• GEGEVEN OPDRACHT 1:
Bepaal voor elk van de volgende uitspraken of die klopt met de forumdiscussie over wou en wilde. Antwoord telkens met ja of nee en citeer letterlijk de woorden uit de tekst die de doorslag geven.
(a) PaulHewson gebruikt zelf altijd "wilde".
(b) Volgens PaulHewson is "wou" altijd fout.
(c) Grytolle betreurt het dat "wilde" als correcter wordt gezien.
• GEGEVEN OPDRACHT 2:
Verander in de forumdiscussie over wou en wilde het gedeelte vanaf "# wou vs. wilde" tot en met "wou klaar werden." door "thuis" te vervangen door "op kantoor", en geef dat gedeelte volledig weer.

• GETOONDE TEKST:
^^^^^^^^^^^^^^^^
# wou vs. wilde



## cyaxares_died

Wat is de verschil tussen  de twee volgende zinnen?
Is de eerste fout?

Zij is thuis gebleven omdat zij met haar werk wilde klaar werden.

Zij is thuis gebleven omdat zij met haar werk wou klaar werden.


----------



## Grytolle

wou/wilde afmaken

"wilde" wordt helaas voor correcter gehouden, "wouden" ipv "wilden" nog helaser voor incorrect


----------



## PaulHewson

"Zij is thuis gebleven omdat zij haar werk af wilde maken."

*iets af maken *=* to finish something*

"Wou" is niet per definitie fout, maar wordt in formele situaties vermeden en vooral als spreektaal beschouwd. Persoonlijk gebruik ik nooit "wou", altijd "wilde".
^^^^^^^^^^^^^^^^
• GEGEVEN INFORMATIE:
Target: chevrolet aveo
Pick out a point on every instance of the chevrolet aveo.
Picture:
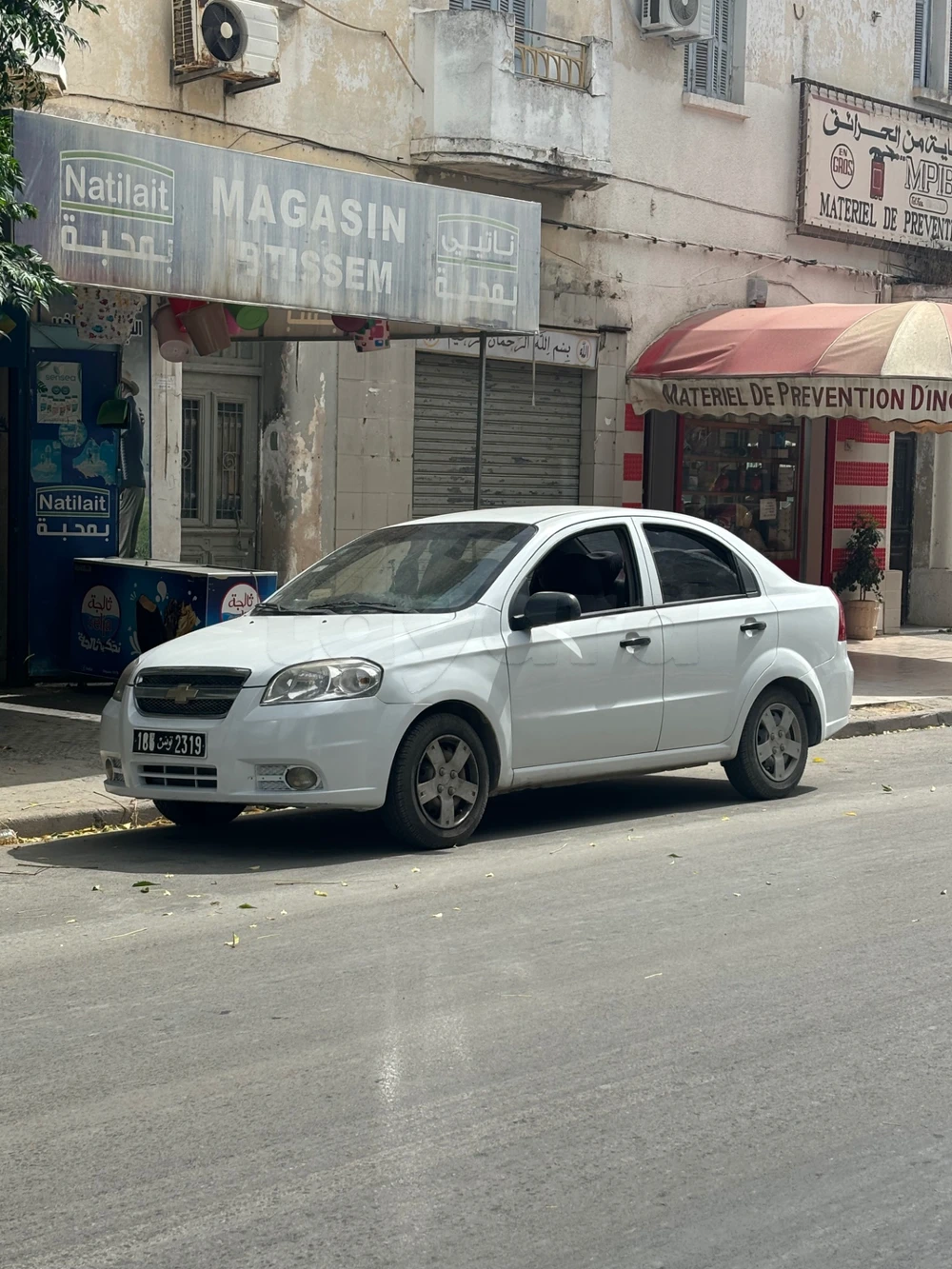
(428, 665)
^^^^^^^^^^^^^^^^
• UITGEWERKT ANTWOORD 1:
(a) Ja: „Persoonlijk gebruik ik nooit "wou", altijd "wilde".”
(b) Nee: „"Wou" is niet per definitie fout”
(c) Ja: „"wilde" wordt helaas voor correcter gehouden”

• UITGEWERKT ANTWOORD 2:
# wou vs. wilde



## cyaxares_died

Wat is de verschil tussen  de twee volgende zinnen?
Is de eerste fout?

Zij is op kantoor gebleven omdat zij met haar werk wilde klaar werden.

Zij is op kantoor gebleven omdat zij met haar werk wou klaar werden.